▶ **Directive**: Repeat every line below exactly as it reads.

▶ **Records to use**:

--------------------------------

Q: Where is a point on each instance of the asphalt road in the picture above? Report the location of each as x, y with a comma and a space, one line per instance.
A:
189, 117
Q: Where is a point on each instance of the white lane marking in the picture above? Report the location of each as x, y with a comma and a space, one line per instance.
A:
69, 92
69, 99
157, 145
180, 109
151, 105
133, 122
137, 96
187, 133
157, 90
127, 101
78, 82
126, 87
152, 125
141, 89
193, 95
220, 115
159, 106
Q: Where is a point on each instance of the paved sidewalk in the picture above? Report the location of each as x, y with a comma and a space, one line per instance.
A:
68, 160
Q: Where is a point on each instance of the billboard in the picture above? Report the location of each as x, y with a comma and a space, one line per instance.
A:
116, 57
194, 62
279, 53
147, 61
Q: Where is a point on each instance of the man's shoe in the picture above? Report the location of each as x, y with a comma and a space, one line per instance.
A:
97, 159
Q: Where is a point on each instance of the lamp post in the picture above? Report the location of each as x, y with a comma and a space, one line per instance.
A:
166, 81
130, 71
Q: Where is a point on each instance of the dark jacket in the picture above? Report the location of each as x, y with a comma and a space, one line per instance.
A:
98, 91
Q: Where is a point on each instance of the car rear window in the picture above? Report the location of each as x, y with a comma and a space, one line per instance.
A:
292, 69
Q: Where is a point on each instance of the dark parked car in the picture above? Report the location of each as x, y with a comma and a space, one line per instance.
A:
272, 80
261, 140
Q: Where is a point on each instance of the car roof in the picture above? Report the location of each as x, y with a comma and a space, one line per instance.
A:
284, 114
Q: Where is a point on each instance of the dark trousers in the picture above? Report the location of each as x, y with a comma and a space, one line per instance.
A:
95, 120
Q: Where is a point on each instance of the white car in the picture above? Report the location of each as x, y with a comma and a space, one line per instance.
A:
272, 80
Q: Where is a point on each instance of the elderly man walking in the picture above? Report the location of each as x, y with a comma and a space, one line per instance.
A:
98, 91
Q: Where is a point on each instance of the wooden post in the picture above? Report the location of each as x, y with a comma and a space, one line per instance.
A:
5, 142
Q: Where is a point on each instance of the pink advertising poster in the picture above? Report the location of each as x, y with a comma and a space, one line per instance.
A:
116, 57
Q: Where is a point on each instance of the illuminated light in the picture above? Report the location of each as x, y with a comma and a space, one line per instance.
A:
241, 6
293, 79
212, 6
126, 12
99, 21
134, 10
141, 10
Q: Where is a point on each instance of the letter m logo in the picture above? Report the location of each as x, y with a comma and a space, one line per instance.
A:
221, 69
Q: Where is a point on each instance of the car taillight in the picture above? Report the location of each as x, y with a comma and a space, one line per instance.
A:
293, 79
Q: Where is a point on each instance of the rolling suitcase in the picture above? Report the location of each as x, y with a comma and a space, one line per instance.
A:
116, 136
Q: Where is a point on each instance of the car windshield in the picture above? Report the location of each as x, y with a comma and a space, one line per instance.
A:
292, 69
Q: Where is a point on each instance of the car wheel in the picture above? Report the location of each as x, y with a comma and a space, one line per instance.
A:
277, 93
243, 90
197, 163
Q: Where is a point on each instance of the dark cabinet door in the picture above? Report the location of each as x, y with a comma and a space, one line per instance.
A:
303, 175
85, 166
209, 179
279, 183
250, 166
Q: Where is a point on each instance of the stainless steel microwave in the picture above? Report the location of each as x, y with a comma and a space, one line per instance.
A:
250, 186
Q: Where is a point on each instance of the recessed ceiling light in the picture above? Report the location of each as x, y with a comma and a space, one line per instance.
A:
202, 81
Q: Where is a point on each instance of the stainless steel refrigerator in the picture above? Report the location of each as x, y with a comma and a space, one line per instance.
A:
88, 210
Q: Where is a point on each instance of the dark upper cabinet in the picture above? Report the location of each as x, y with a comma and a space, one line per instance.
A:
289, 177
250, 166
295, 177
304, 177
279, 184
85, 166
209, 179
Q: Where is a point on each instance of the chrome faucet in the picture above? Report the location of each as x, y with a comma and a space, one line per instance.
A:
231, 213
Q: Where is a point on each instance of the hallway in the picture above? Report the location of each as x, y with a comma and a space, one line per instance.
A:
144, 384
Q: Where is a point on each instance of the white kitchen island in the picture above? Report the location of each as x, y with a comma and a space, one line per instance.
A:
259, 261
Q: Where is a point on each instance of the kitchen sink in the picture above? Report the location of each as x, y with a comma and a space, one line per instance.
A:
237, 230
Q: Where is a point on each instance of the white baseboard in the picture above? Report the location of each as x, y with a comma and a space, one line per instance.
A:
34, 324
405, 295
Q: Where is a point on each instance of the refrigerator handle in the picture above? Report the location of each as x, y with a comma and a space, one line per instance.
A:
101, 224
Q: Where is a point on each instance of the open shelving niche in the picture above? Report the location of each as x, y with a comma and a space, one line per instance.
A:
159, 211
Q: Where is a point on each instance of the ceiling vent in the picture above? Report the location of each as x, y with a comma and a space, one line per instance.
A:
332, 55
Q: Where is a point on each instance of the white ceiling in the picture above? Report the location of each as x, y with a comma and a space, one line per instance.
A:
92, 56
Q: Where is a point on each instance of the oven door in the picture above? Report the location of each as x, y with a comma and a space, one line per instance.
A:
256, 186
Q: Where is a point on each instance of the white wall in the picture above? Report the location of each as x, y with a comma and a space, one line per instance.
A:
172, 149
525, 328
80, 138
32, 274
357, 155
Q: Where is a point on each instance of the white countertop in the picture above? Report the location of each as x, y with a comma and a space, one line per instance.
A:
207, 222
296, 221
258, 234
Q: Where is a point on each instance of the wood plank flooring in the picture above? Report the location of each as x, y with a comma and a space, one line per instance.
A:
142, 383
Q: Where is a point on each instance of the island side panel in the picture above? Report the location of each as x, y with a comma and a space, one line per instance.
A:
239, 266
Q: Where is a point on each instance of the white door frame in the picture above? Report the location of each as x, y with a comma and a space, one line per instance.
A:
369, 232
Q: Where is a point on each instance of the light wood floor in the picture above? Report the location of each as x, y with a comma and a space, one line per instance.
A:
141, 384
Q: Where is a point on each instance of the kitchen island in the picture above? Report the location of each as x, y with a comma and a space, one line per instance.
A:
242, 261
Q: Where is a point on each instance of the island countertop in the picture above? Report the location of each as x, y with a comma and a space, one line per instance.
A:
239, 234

--------------------------------

▶ **Output below**:
Q: Where is a point on each instance of the asphalt road in the picture above? Report the location of each as x, y with a comma and a space, one line per instance.
A:
189, 117
Q: Where is a point on each instance of the white lane marking in the picture above? Report the location of each as x, y with a comma and a space, one line per instance.
A:
69, 92
69, 99
157, 145
180, 109
151, 105
133, 122
137, 96
187, 133
157, 90
127, 101
78, 82
126, 87
152, 125
141, 89
193, 95
220, 115
159, 106
Q: Where is a point on each instance of the paved sidewalk in the picture above? Report the location of each as x, y with a comma and a space, one line per instance.
A:
68, 160
Q: Where is a point on each instance of the billboard in the picture above? Report the location of each as x, y with a comma and a space, one line per instance.
A:
116, 57
194, 62
279, 53
147, 61
Q: Where is a point on each instance of the man's shoe in the picture above? Report the location of each as x, y with a comma and a space, one line per instance.
A:
97, 159
Q: Where is a point on each instance of the lamp post in the picture above? Report the location of each as x, y with a comma and a space, one line per instance.
A:
166, 81
130, 71
Q: Where is a point on each instance of the dark jacket in the picture above? Report the location of each as x, y with a comma and a space, one line per instance.
A:
98, 91
Q: Where is a point on each instance of the car rear window in the picture above? Report the location of each as x, y with a comma and a space, one line per instance.
A:
292, 69
Q: Where is a point on each instance of the dark parked car in the picture above? Report the location of each as x, y with a comma and a space, one line per instance.
A:
272, 80
261, 140
Q: Where is a point on each instance of the car roof in the picture above? Report the location of each as x, y with a comma and a space, one line per instance.
A:
284, 114
Q: Where is a point on each instance of the dark trousers in the picture above? Report the location of each as x, y with a comma and a space, one line per instance.
A:
95, 120
Q: Where is a point on each instance of the white car in the picture above? Report the location of each as x, y with a comma and a space, one line per instance.
A:
272, 80
Q: Where is a point on each instance of the elderly man walking in the picture above? Report the location of each as x, y with a comma and a space, one line per instance.
A:
98, 91
Q: Where is a point on each instance of the wooden post in the picture above? Report the location of each as x, y with a comma and a space, one line per instance.
A:
5, 142
Q: Where is a point on each instance of the pink advertising poster in the picture above? Report the location of each as x, y with a comma and a space, one line per instance.
A:
116, 57
Q: Where is a point on each instance of the illuminated light in the picture above? Report the location of each as x, y with a comma and a space, one line per instance.
A:
241, 6
293, 79
212, 6
126, 12
99, 21
134, 10
141, 10
Q: Where is a point on each instance of the letter m logo in the picture above? Report the location of each as x, y with a comma and a space, one line per instance.
A:
221, 69
Q: Where is a point on each instance of the car taillight in the picture above? Report the location of each as x, y with a comma and a space, one line per instance.
A:
293, 79
Q: Where is a point on each instance of the rolling suitcase in the picture above? Report the location of each as x, y with a comma and a space, one line per instance.
A:
116, 136
Q: Where is a point on each instance of the car windshield in the picture above? Report the location of each as x, y with a comma and a space, one line per instance.
A:
292, 69
Q: Where is a point on each instance of the car wheel in the picture above? Report the location of each as x, y with a comma and a space, one line per instance.
A:
277, 93
243, 90
197, 163
Q: Where is a point on each instance of the dark cabinet door in the picture above? Report the location of each as x, y with a comma and a space, one line per instance.
A:
303, 175
85, 166
209, 179
279, 183
250, 166
Q: Where is a point on each instance of the stainless steel microwave in the picture above? Report the location of each as x, y with a comma and a space, one line per instance.
A:
250, 186
Q: Where is a point on each instance of the recessed ceiling light in the picture above? Report the location of each as x, y with a comma and a space, one line per instance.
A:
202, 81
Q: Where is a point on each instance of the stainless steel refrigerator in the picture above? Report the location of each as x, y with a comma and a space, one line per instance.
A:
88, 210
Q: Where is a point on each instance of the dark upper cabinet in the picture above? Report the location of each as x, y with a comma and a space, one line per instance.
A:
289, 177
250, 166
295, 177
304, 177
279, 184
85, 166
209, 179
Q: Where is a point on each instance of the chrome faucet in the picture above? Report the location of each as x, y with a comma and a space, one line per instance.
A:
231, 213
Q: Where is a point on each instance of the hallway in the picture above? Report the location of each as x, y with a comma and a space, one line per instance.
A:
144, 384
Q: Where is a point on each instance of the white kitchen island in the picture above? Report the location of each as x, y with a comma and a space, one line per instance.
A:
259, 261
Q: Where is a point on each instance of the kitchen sink in the picture above? Report the location of each as x, y with a comma and a space, one line per instance.
A:
237, 230
Q: Where is a point on each instance of the white baseboard in the picture above? Report the location of each as x, y with a comma and a space, one line per instance.
A:
34, 324
405, 295
Q: Where is a point on each instance of the refrigerator handle in the picture above? Report the location of each as x, y with a comma and a space, one line per instance.
A:
101, 224
Q: Where is a point on each instance of the open shelving niche in the picture above? Report the location of each as x, y with a comma and a space, one line per instance.
A:
159, 211
Q: Where is a point on each instance of the ceiling vent in the picture above? Report the location of each as x, y with a comma and a space, one line per instance.
A:
332, 55
Q: Where is a point on each instance of the white ceiling in the picture above? Report the location of each as x, y with a comma and a space, one line per instance.
A:
92, 56
Q: Where is a point on each instance of the oven door in the picture above? Report the location of each as x, y with a comma and a space, one line per instance.
A:
256, 186
Q: Where is a point on each instance of the white wall in the picture above? Report the location of each as x, y with a comma and a space, one line per instance.
A:
172, 149
525, 328
80, 138
32, 274
357, 155
Q: Where is a point on each instance of the white countertop in the picture above? Report the location of each as x, y with a comma and a space, one line per instance.
A:
207, 222
296, 221
258, 234
Q: Where is a point on each instance of the wood plank flooring in the picture above? Report the location of each as x, y with a comma and a space, one line per instance.
A:
142, 383
Q: Where is a point on each instance of the island side panel in the picture above? Report the location of each as x, y with a comma and a space, one line per instance.
A:
239, 266
Q: Where is a point on each instance of the white door frame in the picture above? Report the location of each as x, y with a comma and a space, one line per instance.
A:
369, 232
Q: Where is a point on each instance of the light wood floor in the picture above? Report the location of each as x, y with a comma and a space, one line per instance.
A:
141, 384
Q: Where is a point on each instance of the kitchen island in the picture above? Report the location of each as x, y with a comma and a space, one line per instance.
A:
242, 261
Q: Where is a point on each instance of the island countertop in the picture above? Report the location of each as x, y with a comma and a space, one line per instance.
A:
239, 234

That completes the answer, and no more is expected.